**Direction A**
In the text on saving versus paying down debt, which debt should be paid off first?
**Direction B**
Rewrite the text on saving versus paying down debt, starting with "Ultimately, whether you" and going on through "debt will fall.", with "sustainable" replaced by "manageable".
**Direction C**
Continue the text on saving versus paying down debt from the point where it stops.

**Text extract**
This leads to another question: is it better to save money or pay down debt?
Save money or pay debt
Not all debt is bad. Some debt such as mortgages and businesses loans can improve your finances significantly over time. What’s more, if you’re savvy, by taking advantage of 0% interest rates on credit cards you can consolidate loans and pay off other creditors. Most credit card companies also offer reward points, which can add up over time and help improve your wellbeing by reducing the cost of holidays, shopping or eating out.
So, some borrowing can be beneficial to your wealth. But even with these types of credit, it pays to have some savings to tide you over for a rainy day.
Ultimately, whether you pay down debt or saves depends on your financial position.
Do what’s best for you
If you’re deep in debt, it’s best to pay off your borrowings first to a level that’s sustainable before starting to build a savings buffer. Pay off debt with the highest interest rate first. The great things about paying debt down is that it compounds over time. The more you pay off, the faster your debt will fall.

**Material provided**
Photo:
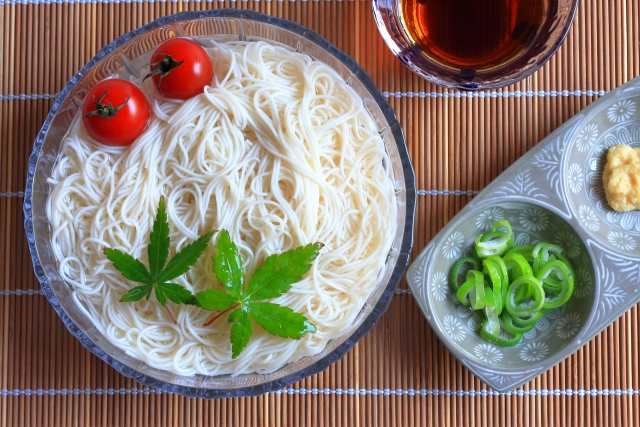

**Written answer A**
The debt with the highest interest rate.

**Written answer B**
Ultimately, whether you pay down debt or saves depends on your financial position.
Do what’s best for you
If you’re deep in debt, it’s best to pay off your borrowings first to a level that’s manageable before starting to build a savings buffer. Pay off debt with the highest interest rate first. The great things about paying debt down is that it compounds over time. The more you pay off, the faster your debt will fall.

**Written answer C**
If you’re not drowning in debt, borrowing to take advantage of special offers may be suitable but beware, you should make sure you only borrow as much as you can afford. That new car can wait, and you should never borrow to invest.
The bottom line
If you do borrow to take advantage of credit card offers or purchase a house, a savings buffer will be useful. A basket of high dividend-paying shares in an ISA could be the best way to manage this cash cushion. The ISA wrapper means no tax is paid on the dividends received and with dividend champions such as Royal Dutch Shell currently supporting yields of 7%, the income on offer is significantly more than any savings account offers.
All in all, if you’re drowning in debt, it’s best to pay your debt down before you start saving. However, if your financial position is stable, favouring saving over debt might be the better option.